• [Письменное задание a]: Соберите все строки записей, в которых есть слово «front». Регистр букв учитывается.
== Исходный текст ==
Бесспорно, Центральный парк сыграл немалую роль в деле воспитания широких масс и приобщения их к культуре. Люди в те времена не ведали ни телевидения, ни транзисторов, ни магнитофонов, источники информации и даже обыкновенной музыки были весьма скудны. Огромная разница с нынешним временем, когда перекормленный звуковой пищей москвич спасается от неё в уединённых местах Нескучного сада и Ленинских гор![41]
…Вскоре после Центрального парка в «парки культуры и отдыха» были превращены некоторые старые московские парки – Сокольники, Останкино, Измайлово и иные. Одновременно некоторым присвоили имена выдающихся людей: Останкинский получил имя Дзержинского, Сокольнический – Бубнова, Измайловский – Сталина. Однако в 1937 году, после ареста тогдашнего наркома просвещения Бубнова, Сокольнический парк снова остался без имени, Измайловский лишился имени Сталина в 1956 году.
Само собой разумеется, во всех городах СССР по примеру первого – московского – парка открылись собственные парки культуры и отдыха.
===
• [Письменное задание b]: Переведите на английский язык предложение из текста о московских парках: «Само собой разумеется, во всех городах СССР по примеру первого – московского – парка открылись собственные парки культуры и отдыха».
== Входные данные ==
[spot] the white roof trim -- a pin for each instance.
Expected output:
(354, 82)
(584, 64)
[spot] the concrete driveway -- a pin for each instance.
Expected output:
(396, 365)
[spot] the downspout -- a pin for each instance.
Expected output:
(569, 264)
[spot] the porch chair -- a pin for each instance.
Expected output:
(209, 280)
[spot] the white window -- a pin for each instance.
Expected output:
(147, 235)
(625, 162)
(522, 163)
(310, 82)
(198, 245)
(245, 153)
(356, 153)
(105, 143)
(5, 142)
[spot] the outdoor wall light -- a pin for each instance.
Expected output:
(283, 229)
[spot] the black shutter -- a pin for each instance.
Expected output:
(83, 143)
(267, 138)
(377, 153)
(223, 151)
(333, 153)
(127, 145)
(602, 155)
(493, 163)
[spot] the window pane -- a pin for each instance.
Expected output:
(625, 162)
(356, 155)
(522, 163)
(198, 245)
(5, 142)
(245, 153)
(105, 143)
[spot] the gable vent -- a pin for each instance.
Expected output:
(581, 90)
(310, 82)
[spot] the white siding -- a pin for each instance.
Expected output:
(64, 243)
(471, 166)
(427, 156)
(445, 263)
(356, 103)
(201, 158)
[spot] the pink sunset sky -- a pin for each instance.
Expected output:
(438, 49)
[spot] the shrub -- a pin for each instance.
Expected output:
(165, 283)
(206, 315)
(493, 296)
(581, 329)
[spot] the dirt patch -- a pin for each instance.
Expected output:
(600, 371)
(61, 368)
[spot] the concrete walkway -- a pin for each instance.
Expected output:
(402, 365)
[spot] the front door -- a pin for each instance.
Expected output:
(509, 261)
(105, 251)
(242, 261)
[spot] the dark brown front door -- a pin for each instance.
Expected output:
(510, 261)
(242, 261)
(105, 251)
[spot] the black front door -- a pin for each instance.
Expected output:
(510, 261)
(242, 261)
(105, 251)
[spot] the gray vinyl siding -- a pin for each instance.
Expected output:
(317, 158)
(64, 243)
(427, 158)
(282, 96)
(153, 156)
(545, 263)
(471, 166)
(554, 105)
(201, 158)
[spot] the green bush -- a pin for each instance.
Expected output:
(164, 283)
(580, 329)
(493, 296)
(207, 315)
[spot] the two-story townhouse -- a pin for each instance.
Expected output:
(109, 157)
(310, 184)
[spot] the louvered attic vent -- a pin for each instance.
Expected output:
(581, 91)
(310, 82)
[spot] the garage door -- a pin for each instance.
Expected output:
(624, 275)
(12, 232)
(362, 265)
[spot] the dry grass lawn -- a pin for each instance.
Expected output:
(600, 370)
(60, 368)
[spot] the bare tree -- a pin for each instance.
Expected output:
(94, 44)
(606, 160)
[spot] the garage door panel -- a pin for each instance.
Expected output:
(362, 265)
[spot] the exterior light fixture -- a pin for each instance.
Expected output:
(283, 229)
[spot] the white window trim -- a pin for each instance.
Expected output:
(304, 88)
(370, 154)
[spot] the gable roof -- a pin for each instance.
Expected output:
===
• [Письменный ответ a]:
[spot] the front door -- a pin for each instance.
[spot] the dark brown front door -- a pin for each instance.
[spot] the black front door -- a pin for each instance.

• [Письменный ответ b]: It goes without saying that in every city of the USSR, following the example of the first park, the Moscow one, parks of culture and leisure of their own were opened.